**Exercise instructions:** Add 75 to every x and y value in the answer coordinates, and rewrite all the lines from the one containing "Could you point to the yellow flower in" through the end of the items, inclusive. Leave every other line unchanged, including the sample coordinate values.

**Data to use:**
......
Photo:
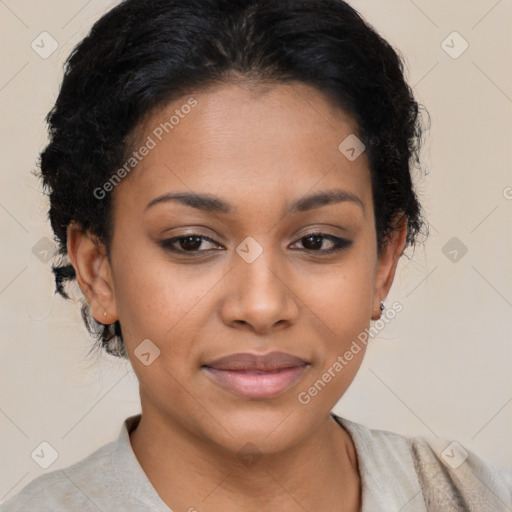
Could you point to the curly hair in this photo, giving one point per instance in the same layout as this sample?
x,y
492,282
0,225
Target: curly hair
x,y
142,54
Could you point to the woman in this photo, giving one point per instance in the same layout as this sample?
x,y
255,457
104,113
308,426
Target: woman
x,y
231,182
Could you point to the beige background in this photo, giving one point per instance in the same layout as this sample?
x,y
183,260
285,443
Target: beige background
x,y
440,368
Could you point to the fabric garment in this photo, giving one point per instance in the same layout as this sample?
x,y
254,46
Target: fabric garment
x,y
398,474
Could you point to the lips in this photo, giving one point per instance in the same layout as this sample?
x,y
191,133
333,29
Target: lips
x,y
256,362
256,376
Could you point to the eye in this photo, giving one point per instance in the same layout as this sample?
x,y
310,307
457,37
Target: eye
x,y
315,241
187,244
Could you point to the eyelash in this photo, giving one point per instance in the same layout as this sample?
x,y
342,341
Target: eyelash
x,y
339,243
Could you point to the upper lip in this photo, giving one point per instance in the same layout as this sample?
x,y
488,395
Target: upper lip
x,y
259,362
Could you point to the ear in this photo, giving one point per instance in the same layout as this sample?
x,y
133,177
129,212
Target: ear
x,y
386,265
93,274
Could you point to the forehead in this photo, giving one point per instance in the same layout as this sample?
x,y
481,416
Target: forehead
x,y
237,140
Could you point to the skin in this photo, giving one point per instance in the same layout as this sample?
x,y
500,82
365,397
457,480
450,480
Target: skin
x,y
258,148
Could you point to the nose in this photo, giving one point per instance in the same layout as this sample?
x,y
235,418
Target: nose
x,y
260,296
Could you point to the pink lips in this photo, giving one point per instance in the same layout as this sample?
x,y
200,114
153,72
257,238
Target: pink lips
x,y
257,376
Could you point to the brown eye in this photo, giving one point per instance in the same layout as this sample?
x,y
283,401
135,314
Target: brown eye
x,y
315,241
187,244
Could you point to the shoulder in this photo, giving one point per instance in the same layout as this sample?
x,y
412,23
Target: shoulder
x,y
76,487
450,475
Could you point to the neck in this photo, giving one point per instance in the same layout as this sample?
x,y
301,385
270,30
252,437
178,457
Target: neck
x,y
191,473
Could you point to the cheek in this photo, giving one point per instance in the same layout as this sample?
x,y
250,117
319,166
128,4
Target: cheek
x,y
159,301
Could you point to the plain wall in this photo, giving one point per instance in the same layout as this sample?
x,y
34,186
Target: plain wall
x,y
440,368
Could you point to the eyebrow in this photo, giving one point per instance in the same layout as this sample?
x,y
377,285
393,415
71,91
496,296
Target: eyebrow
x,y
213,204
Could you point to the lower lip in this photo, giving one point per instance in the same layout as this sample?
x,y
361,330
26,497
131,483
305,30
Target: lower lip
x,y
256,385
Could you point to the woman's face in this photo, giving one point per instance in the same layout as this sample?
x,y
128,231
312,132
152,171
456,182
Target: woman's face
x,y
255,283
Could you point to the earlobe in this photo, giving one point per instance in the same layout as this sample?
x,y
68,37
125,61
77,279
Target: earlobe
x,y
386,266
89,258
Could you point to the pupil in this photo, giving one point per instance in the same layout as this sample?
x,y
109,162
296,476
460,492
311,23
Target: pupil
x,y
191,246
314,245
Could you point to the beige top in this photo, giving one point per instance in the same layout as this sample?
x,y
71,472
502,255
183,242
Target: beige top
x,y
398,474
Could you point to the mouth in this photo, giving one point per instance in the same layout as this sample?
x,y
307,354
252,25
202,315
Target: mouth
x,y
256,376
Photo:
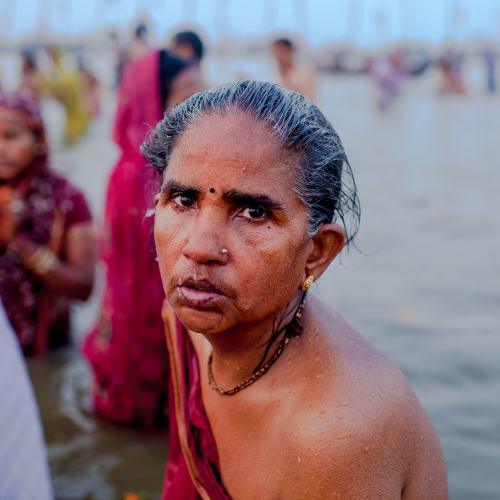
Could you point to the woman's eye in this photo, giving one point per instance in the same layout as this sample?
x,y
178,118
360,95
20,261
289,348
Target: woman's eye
x,y
184,200
254,213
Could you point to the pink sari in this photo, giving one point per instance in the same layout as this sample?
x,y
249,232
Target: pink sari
x,y
193,469
126,348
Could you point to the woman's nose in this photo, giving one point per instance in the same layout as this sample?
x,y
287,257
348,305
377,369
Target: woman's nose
x,y
205,243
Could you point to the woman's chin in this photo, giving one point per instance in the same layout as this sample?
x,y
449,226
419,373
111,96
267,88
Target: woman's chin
x,y
200,321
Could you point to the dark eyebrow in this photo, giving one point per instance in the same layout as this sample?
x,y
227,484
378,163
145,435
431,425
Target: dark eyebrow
x,y
236,197
175,187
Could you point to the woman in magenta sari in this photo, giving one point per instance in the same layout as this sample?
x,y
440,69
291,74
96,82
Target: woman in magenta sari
x,y
126,349
46,238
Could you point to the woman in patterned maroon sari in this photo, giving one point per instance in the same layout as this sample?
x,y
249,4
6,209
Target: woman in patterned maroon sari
x,y
46,240
126,348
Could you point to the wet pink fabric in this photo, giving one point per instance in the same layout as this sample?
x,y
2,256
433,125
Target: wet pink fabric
x,y
126,349
178,483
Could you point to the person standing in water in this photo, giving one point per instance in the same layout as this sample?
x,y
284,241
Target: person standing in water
x,y
275,395
293,75
46,237
187,45
125,348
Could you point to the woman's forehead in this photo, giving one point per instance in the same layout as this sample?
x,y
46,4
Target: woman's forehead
x,y
227,154
233,141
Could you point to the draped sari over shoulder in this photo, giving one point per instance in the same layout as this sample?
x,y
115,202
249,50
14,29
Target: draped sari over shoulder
x,y
126,348
193,470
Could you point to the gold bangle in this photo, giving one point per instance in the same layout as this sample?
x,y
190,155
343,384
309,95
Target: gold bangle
x,y
42,261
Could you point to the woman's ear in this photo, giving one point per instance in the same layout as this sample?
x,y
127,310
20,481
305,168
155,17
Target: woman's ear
x,y
328,242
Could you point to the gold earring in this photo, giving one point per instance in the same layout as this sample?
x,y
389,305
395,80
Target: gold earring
x,y
307,283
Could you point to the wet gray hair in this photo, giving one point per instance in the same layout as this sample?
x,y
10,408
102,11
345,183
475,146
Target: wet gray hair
x,y
324,179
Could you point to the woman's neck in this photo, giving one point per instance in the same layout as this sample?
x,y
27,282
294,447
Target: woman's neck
x,y
238,352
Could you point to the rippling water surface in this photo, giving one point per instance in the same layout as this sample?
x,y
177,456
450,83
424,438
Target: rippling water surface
x,y
425,290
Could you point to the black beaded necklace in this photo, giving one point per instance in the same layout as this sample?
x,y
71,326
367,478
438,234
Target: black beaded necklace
x,y
294,327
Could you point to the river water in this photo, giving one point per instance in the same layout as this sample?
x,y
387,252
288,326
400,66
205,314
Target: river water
x,y
425,289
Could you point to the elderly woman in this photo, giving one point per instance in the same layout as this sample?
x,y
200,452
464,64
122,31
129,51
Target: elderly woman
x,y
46,238
273,396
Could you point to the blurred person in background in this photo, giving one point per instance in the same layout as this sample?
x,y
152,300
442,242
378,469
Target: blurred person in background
x,y
490,58
388,73
140,43
67,86
24,472
450,64
187,45
126,348
46,238
30,75
294,76
121,58
92,90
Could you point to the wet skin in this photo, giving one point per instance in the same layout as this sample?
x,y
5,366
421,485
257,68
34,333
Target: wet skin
x,y
332,418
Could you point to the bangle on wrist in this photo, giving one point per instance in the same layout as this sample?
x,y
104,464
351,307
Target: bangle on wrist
x,y
42,261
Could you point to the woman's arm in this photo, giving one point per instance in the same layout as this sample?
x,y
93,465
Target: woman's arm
x,y
73,277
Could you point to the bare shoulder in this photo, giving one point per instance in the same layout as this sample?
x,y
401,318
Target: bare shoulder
x,y
360,431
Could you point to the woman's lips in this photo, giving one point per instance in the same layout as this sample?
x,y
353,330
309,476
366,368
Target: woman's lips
x,y
199,299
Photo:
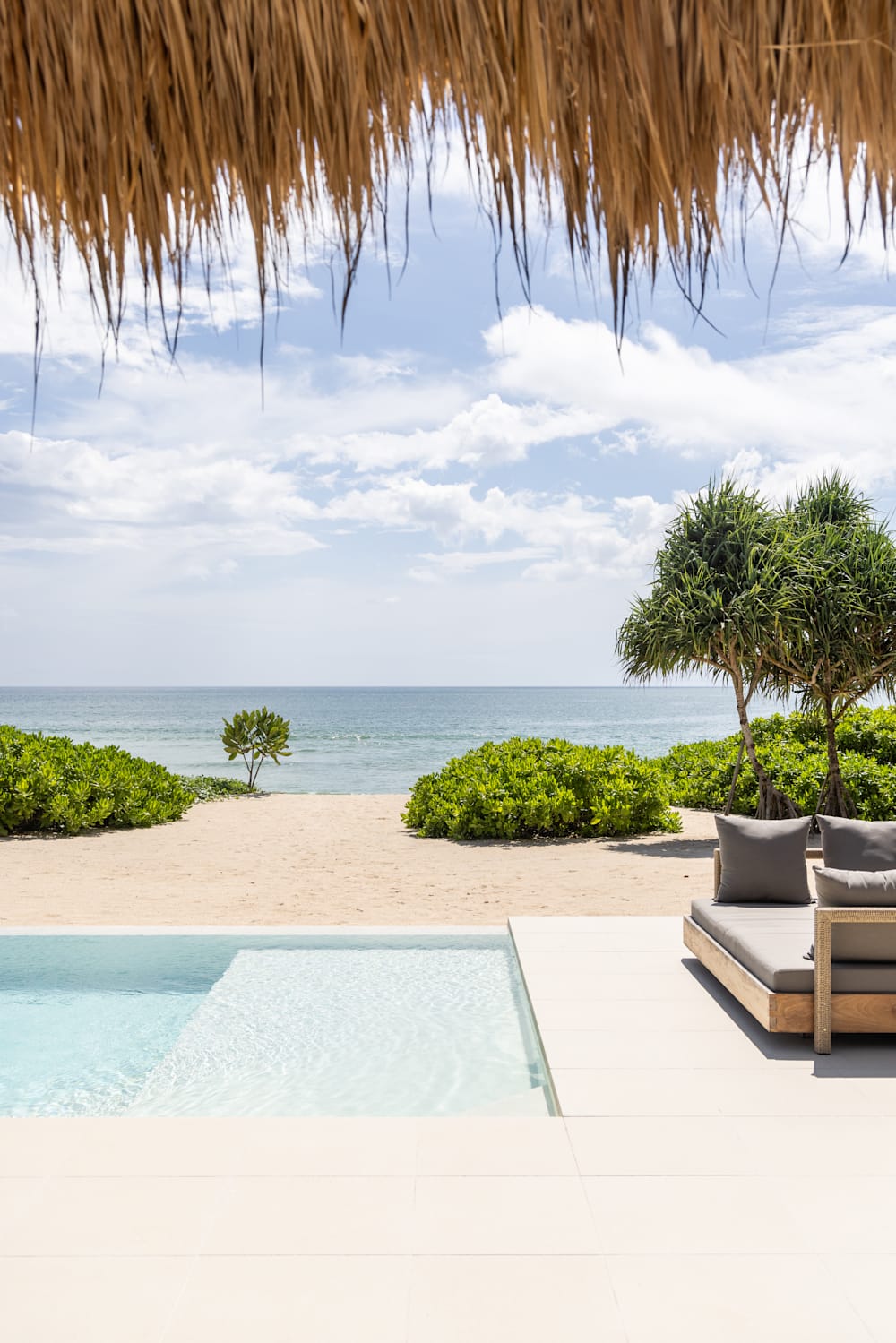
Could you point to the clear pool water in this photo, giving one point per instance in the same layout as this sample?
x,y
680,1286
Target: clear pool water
x,y
160,1023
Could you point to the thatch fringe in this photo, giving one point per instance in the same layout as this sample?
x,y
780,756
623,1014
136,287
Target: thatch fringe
x,y
156,121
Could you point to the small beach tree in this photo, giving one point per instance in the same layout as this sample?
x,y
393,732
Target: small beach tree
x,y
721,581
257,735
836,635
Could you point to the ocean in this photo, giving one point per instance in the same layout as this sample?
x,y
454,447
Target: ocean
x,y
367,739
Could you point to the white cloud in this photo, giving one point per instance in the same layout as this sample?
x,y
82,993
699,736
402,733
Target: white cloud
x,y
825,398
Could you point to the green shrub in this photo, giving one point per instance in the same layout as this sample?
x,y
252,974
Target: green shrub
x,y
527,788
206,788
53,783
793,751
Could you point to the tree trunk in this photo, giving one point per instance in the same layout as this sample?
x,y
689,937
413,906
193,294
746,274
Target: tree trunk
x,y
834,798
774,805
734,778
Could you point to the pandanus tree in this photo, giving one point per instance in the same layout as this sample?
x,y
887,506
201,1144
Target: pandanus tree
x,y
721,579
836,634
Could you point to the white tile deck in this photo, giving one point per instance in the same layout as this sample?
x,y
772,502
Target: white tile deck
x,y
707,1182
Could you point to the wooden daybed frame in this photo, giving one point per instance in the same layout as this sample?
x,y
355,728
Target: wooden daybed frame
x,y
818,1012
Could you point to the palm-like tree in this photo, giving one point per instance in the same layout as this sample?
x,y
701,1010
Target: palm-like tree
x,y
721,581
836,637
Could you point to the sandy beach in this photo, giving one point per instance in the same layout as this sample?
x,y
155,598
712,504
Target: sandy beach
x,y
288,858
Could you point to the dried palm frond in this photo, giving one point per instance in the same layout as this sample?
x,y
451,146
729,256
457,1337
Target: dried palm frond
x,y
155,123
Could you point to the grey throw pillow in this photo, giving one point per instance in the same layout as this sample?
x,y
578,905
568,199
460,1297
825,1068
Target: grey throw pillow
x,y
842,890
763,861
857,845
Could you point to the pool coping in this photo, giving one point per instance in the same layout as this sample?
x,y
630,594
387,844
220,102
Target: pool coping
x,y
257,930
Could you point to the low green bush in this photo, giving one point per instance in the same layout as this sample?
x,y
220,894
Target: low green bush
x,y
793,751
206,788
528,788
53,783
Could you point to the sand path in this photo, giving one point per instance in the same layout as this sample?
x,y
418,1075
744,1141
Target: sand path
x,y
293,858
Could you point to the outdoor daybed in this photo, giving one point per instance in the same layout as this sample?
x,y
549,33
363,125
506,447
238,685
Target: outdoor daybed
x,y
770,946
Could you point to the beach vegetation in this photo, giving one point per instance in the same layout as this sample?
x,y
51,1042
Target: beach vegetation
x,y
528,788
837,634
56,785
794,748
255,735
721,578
796,600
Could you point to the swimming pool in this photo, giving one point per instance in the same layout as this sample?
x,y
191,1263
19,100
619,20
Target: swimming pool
x,y
265,1023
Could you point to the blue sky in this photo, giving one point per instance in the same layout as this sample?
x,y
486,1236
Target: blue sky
x,y
446,493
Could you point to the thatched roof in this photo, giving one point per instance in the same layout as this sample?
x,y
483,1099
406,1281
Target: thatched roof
x,y
156,120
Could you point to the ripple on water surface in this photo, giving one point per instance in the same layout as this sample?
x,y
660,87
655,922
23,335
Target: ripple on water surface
x,y
358,1029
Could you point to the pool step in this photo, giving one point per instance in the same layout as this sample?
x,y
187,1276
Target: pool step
x,y
293,1033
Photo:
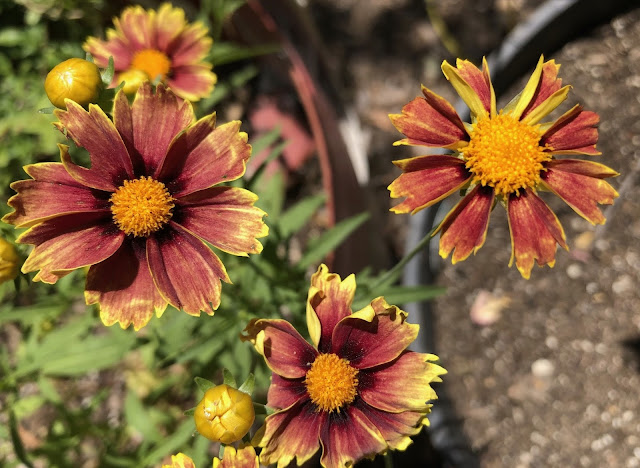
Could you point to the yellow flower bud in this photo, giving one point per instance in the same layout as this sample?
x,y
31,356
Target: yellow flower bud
x,y
76,79
9,261
225,414
132,80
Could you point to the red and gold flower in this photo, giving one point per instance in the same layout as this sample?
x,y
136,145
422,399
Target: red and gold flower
x,y
146,45
504,156
357,391
140,214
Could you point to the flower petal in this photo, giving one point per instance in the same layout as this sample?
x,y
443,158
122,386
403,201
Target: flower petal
x,y
402,384
292,433
192,82
380,339
579,184
396,428
224,217
180,461
465,227
110,161
575,132
535,230
190,46
123,287
70,241
156,118
284,350
430,121
349,436
185,270
473,86
285,392
52,192
426,180
201,157
547,96
329,301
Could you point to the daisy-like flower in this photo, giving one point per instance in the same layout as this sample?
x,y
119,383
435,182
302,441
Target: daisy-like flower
x,y
357,391
505,156
146,45
244,457
140,214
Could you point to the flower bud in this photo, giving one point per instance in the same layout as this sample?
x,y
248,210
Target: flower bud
x,y
9,261
224,414
132,80
76,79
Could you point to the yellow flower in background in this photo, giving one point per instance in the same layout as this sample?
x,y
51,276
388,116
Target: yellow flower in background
x,y
506,156
75,79
9,261
224,414
150,45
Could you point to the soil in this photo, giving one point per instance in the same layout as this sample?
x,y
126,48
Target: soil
x,y
543,372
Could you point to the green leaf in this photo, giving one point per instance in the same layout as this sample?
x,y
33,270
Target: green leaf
x,y
225,52
328,241
204,384
292,220
229,379
248,385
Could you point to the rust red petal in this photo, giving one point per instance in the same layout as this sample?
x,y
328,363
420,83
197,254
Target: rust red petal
x,y
71,241
465,227
285,392
123,287
284,350
426,180
110,161
535,231
349,436
371,343
580,184
412,372
52,192
224,217
575,132
291,434
201,157
185,270
430,121
329,301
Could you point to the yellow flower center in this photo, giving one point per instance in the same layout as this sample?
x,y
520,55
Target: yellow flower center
x,y
152,62
141,206
331,382
505,154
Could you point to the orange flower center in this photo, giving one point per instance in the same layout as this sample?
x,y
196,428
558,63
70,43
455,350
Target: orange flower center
x,y
153,62
505,154
141,206
331,382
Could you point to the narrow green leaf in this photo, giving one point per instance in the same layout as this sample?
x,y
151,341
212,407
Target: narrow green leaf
x,y
203,384
229,379
292,220
328,241
248,385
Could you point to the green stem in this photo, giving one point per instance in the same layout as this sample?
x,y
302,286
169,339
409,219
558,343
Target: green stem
x,y
393,274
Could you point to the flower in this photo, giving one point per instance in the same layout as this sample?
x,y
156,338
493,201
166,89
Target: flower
x,y
358,391
161,44
140,214
244,457
225,414
75,79
9,261
504,156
......
**Written reply:**
Could you point to the yellow flower in background in this photo, giving one point per instance in the same layout as this sample?
x,y
51,276
388,116
Target: yellow flower in background
x,y
581,231
150,154
84,336
299,489
225,120
Could you point to the soil in this photo, giving one point per instance in the same layout as this sample?
x,y
126,48
Target: soil
x,y
618,447
Could you point to the green leaf in this photo, giving one point per instance in the same layout as this sample?
x,y
33,270
Target: green leaf
x,y
300,127
403,316
279,459
367,295
304,454
323,460
Could you point to the rust red petal in this photo, giving one point per instance in the same layout as this sample?
x,y
328,363
420,83
197,254
Target: rust red petal
x,y
146,316
540,302
360,467
198,362
359,425
501,255
185,236
610,306
424,511
446,418
655,259
487,447
127,267
299,292
650,207
366,509
276,232
260,345
505,196
404,376
Could you point to the yellow flower center in this photo, giving one point per instance in the same layout as this sample?
x,y
520,55
Target: yellow flower center
x,y
227,137
216,281
406,457
580,229
Could you point to the orange flower center in this photo, giving one point per instance in the same layout as this sample?
x,y
196,428
558,63
70,43
455,350
Target: orange flower center
x,y
228,137
580,229
216,281
406,457
Could you point to the narrow green leaf in this photo, giving one point per instance in the same layout as this sample?
x,y
151,341
212,407
Target: narrow green leaf
x,y
278,459
304,454
367,295
403,316
323,460
Could you point to the green stem in this photo, giving one point per instance in the same layout as this sample?
x,y
302,286
169,339
409,219
558,343
Target: green stem
x,y
468,349
Could you point to the flower in this photo, giving one point per instance in the same layout as this sample?
x,y
156,338
493,201
166,89
Target: flower
x,y
433,466
236,119
215,289
319,532
300,489
150,154
84,336
579,231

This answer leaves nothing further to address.